__JOB__. Copy out every line of the listing below, requests included. Start at the line that has "Task: annotate the tree.", continue through the end of the listing, and add -113 to each coordinate in the answers.

__AVAILABLE RECORDS__.
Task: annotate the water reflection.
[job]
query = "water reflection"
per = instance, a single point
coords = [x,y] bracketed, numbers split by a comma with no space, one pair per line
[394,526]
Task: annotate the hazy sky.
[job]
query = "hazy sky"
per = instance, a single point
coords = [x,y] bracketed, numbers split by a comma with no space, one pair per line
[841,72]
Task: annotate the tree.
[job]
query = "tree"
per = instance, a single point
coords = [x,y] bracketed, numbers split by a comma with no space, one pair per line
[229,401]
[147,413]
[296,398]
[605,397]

__RESPONSE__.
Task: annotate the tree.
[job]
query = "tree"
per = instance, a single point
coords = [x,y] bracketed, numbers split by a comma with no space, one pair per line
[116,288]
[34,300]
[183,285]
[492,284]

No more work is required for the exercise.